— Start PROVIDED DATA —
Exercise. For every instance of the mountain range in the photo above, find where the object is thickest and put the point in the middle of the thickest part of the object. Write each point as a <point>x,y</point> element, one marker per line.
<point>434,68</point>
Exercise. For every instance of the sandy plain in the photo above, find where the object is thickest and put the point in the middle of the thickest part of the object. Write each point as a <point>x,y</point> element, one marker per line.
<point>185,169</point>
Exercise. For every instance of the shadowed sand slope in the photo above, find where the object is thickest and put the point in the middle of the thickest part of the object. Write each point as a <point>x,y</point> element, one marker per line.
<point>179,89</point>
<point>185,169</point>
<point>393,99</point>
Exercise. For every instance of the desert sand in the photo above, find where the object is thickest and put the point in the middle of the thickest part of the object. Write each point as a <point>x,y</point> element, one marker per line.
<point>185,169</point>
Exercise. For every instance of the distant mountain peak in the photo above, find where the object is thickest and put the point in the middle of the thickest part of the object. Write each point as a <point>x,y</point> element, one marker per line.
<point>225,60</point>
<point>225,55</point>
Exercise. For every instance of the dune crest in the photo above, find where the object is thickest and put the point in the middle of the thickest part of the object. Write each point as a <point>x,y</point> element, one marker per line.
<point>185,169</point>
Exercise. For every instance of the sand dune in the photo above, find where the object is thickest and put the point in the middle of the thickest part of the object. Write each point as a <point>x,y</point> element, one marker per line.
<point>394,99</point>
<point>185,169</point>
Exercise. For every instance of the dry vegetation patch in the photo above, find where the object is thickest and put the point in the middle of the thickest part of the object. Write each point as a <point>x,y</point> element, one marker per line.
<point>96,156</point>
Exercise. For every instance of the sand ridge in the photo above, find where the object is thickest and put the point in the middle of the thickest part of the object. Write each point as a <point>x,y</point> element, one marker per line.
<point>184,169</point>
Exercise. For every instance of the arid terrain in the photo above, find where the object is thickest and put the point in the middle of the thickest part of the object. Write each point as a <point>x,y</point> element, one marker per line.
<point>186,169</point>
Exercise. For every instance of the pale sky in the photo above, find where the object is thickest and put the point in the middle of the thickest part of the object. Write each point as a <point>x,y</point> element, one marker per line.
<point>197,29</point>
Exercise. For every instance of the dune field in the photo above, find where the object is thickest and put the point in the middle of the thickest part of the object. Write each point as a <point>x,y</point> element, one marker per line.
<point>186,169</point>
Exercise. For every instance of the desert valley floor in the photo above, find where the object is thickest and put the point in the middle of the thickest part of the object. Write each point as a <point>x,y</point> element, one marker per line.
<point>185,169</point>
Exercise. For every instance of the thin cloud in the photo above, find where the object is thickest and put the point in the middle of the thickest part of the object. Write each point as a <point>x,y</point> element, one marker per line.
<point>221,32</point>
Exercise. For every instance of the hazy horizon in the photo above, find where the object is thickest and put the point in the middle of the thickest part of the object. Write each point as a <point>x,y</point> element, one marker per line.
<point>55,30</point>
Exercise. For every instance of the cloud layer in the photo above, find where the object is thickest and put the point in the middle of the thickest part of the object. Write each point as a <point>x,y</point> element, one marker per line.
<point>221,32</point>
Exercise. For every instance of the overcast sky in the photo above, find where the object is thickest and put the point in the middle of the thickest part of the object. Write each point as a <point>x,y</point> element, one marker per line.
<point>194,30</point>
— End PROVIDED DATA —
• _WHAT IS NEEDED_:
Return every entry exactly as given.

• _EXPECTED ANSWER_:
Exercise. For every instance of the mountain range in the photo above, find where the object is thickest and put the point in the middle of the thickest part of the object. Write each point as a <point>x,y</point> element, one marker per line.
<point>434,68</point>
Exercise. For every instance of the sandy plain in the photo above, find where the object is thickest and put the point in the middle of the thickest part of the object. Write each point as a <point>x,y</point> element, one marker per line.
<point>185,169</point>
Exercise. For every instance of the shadowed sand slope in the photo above, find where the object is thickest and put the point in the middle of the thickest part of the object. Write each point as a <point>x,y</point> element, one marker per line.
<point>179,89</point>
<point>185,169</point>
<point>393,99</point>
Exercise. For every instance of the desert sand in the photo above, find where the object is thickest and put the point in the middle of the thickest part of the object. Write each point as a <point>x,y</point> element, one marker per line.
<point>185,169</point>
Exercise. For every instance of the distant mountain peak in the photo above, find where the object is thickest and put the point in the middle of the thickest part of the object. Write each point as a <point>x,y</point> element, one marker per line.
<point>225,60</point>
<point>225,55</point>
Exercise. For every instance of the dune crest in the photo above, find where the object is thickest and put the point in the middle of the thickest part of the object. Write each point as a <point>x,y</point> element, one marker per line.
<point>185,169</point>
Exercise. For every instance of the sand dune in the photo above, find where the object is thickest and put the point in the middle of the thickest part of the object. Write each point as a <point>x,y</point> element, one marker per line.
<point>394,99</point>
<point>185,169</point>
Exercise. For every instance of the dry vegetation patch in the photo above, find where the object is thickest and put the point in the middle of the thickest part of the object. Write each point as a <point>x,y</point> element, one marker per line.
<point>96,156</point>
Exercise. For every instance of the sand ridge in the photo above, find where the object is thickest and put the point in the middle of the thickest part of the object. Write each point as a <point>x,y</point> element, one marker per line.
<point>184,169</point>
Exercise. For every instance of the arid terrain in the photo above, find where the object is thickest and put the point in the middle of the thickest part of the object. Write each point as a <point>x,y</point> element, one marker per line.
<point>186,169</point>
Exercise. For every instance of the pale sky in the photo above, find where the object is thickest and put the point in the middle of the thickest part of the object. Write each point as a <point>x,y</point> element, one marker per line.
<point>197,29</point>
Exercise. For every instance of the dune field in the photo above, find where the object is thickest and put the point in the middle of the thickest part of the object. Write each point as a <point>x,y</point> element, one marker per line.
<point>186,169</point>
Exercise. For every instance of the desert valley floor in the photo above, find where the object is thickest and put the point in the middle of the thickest part of the object. Write each point as a <point>x,y</point> element, one marker per line.
<point>185,169</point>
Exercise. For every instance of the thin cloud in the photo above, find where the object is thickest and put the point in the middle of the thickest part of the object. Write each point as a <point>x,y</point> element, one marker per line.
<point>221,32</point>
Exercise. For every instance of the hazy horizon in the photo above, find where the object is thickest and put the point in the middle of the thickest part of the object. Write each point as a <point>x,y</point> element, one marker per line.
<point>55,30</point>
Exercise. For every instance of the cloud layer in the photo above, find where the object is thickest and put the point in the middle of the thickest part of the object. Write each point as a <point>x,y</point> element, one marker per line.
<point>221,32</point>
Exercise. For every instance of the overcast sky in the photo above, find where the object is thickest and put the point in the middle of the thickest part of the object. Write each point as a <point>x,y</point> element, one marker per line.
<point>194,30</point>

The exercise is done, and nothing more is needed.